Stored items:
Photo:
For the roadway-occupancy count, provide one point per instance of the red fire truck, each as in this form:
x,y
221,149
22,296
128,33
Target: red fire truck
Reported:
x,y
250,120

Activity: An exact copy is needed of the closing lines of the entries above, counting from the one that contains "For the roadway-occupancy" and including it and the last.

Task answer:
For the roadway-occupancy count, provide one point per instance of the red fire truck, each as in this form:
x,y
221,149
22,296
128,33
Target: red fire truck
Reported:
x,y
250,120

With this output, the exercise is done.